GOAL OF THE EXERCISE
The answer must be the lines from the one containing "Is there at least one orange-brown" through the last line of the data below, copied exactly, with nothing else.

DATA EXTRACTS
___

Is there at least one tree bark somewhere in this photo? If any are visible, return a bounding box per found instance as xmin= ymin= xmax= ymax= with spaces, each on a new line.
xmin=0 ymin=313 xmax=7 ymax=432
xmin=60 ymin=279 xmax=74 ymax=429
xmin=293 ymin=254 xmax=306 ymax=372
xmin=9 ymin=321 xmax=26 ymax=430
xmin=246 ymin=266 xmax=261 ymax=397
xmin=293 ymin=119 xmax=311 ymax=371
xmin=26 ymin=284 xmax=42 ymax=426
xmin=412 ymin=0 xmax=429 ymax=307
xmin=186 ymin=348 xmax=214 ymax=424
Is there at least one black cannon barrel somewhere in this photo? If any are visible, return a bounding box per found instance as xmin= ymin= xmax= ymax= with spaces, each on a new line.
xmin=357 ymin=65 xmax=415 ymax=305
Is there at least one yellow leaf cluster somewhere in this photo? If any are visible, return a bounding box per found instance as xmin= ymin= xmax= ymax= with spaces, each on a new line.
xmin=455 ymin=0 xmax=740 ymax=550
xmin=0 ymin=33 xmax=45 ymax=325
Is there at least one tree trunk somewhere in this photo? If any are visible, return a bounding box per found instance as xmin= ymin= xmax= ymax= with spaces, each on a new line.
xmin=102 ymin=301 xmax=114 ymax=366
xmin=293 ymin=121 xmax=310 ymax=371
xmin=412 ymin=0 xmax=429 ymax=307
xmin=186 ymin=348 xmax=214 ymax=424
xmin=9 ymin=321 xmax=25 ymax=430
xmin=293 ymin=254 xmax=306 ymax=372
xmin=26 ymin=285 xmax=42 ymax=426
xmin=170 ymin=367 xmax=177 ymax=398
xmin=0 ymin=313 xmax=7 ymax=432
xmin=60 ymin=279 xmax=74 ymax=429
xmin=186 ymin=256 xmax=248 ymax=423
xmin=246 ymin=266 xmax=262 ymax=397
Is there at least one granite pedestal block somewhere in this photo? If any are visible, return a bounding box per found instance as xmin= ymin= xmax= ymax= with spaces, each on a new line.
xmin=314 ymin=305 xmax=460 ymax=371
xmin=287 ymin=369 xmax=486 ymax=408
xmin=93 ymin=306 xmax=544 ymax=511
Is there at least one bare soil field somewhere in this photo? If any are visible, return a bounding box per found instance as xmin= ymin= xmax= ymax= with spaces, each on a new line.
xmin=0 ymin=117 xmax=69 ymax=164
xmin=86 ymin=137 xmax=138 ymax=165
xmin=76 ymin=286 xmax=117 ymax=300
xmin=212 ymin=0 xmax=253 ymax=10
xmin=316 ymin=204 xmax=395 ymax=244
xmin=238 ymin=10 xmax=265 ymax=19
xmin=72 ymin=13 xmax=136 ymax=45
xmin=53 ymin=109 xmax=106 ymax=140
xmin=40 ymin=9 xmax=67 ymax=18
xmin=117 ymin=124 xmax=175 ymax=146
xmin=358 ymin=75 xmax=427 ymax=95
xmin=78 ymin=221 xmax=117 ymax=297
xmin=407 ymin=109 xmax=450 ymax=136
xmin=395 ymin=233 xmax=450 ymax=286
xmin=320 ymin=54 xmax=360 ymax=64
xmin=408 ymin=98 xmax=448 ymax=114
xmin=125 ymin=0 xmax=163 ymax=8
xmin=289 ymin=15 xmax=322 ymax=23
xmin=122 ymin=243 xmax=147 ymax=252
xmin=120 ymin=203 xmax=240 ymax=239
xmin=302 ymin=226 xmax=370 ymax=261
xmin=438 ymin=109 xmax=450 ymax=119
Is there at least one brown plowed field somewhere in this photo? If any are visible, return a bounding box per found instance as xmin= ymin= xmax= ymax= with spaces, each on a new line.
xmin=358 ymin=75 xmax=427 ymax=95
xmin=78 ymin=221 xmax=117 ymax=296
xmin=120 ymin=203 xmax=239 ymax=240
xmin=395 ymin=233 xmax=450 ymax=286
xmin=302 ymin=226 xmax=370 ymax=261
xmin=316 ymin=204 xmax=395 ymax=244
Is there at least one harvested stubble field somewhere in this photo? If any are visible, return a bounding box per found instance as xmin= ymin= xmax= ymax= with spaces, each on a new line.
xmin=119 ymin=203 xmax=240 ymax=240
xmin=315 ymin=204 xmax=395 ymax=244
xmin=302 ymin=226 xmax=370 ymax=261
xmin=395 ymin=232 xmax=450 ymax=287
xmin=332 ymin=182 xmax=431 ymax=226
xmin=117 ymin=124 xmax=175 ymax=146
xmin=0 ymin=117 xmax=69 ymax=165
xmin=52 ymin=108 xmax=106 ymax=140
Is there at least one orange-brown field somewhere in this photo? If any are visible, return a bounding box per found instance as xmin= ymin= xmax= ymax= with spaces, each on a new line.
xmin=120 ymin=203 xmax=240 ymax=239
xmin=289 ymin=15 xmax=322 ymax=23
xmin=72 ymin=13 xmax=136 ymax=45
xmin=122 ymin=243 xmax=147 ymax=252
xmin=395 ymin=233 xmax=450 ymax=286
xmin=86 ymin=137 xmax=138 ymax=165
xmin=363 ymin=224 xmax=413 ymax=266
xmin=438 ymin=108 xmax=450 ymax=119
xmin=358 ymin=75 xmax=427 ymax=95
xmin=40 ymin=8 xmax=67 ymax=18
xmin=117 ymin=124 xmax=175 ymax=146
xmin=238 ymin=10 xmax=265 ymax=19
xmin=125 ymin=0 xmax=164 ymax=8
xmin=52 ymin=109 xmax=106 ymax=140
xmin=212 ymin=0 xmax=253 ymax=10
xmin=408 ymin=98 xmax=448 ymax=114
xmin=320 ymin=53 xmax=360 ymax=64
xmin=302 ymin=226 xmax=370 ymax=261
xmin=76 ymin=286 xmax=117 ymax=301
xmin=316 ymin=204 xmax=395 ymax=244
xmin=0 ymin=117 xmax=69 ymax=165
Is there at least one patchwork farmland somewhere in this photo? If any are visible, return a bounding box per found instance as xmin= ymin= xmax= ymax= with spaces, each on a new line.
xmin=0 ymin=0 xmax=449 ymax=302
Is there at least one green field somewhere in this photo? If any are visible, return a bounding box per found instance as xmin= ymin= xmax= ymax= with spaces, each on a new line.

___

RESULT OF THE EXERCISE
Is there at least one orange-brown field somewhere in this photo? If any are visible, return a bounding box per found instance as xmin= ymin= xmax= ymax= with spaces, each on a new line.
xmin=120 ymin=203 xmax=240 ymax=239
xmin=289 ymin=15 xmax=322 ymax=23
xmin=72 ymin=13 xmax=136 ymax=45
xmin=122 ymin=243 xmax=147 ymax=252
xmin=395 ymin=233 xmax=450 ymax=286
xmin=86 ymin=137 xmax=138 ymax=165
xmin=363 ymin=224 xmax=413 ymax=266
xmin=438 ymin=108 xmax=450 ymax=119
xmin=358 ymin=75 xmax=427 ymax=95
xmin=40 ymin=8 xmax=67 ymax=18
xmin=117 ymin=124 xmax=175 ymax=146
xmin=238 ymin=10 xmax=265 ymax=19
xmin=125 ymin=0 xmax=164 ymax=8
xmin=52 ymin=109 xmax=106 ymax=140
xmin=212 ymin=0 xmax=253 ymax=10
xmin=408 ymin=98 xmax=448 ymax=114
xmin=320 ymin=53 xmax=360 ymax=64
xmin=302 ymin=226 xmax=370 ymax=261
xmin=76 ymin=286 xmax=117 ymax=301
xmin=316 ymin=204 xmax=395 ymax=244
xmin=0 ymin=117 xmax=69 ymax=165
Is there at least one patchwork farmland somewhere in this photo? If any are visible, return a bounding box per found instance as xmin= ymin= xmax= ymax= with spaces, each on a new line.
xmin=0 ymin=0 xmax=449 ymax=302
Is there at least one green field somewhere in this photo? If any are visible, return a bounding box per found instance as xmin= ymin= xmax= ymax= with spaces, each on a new line.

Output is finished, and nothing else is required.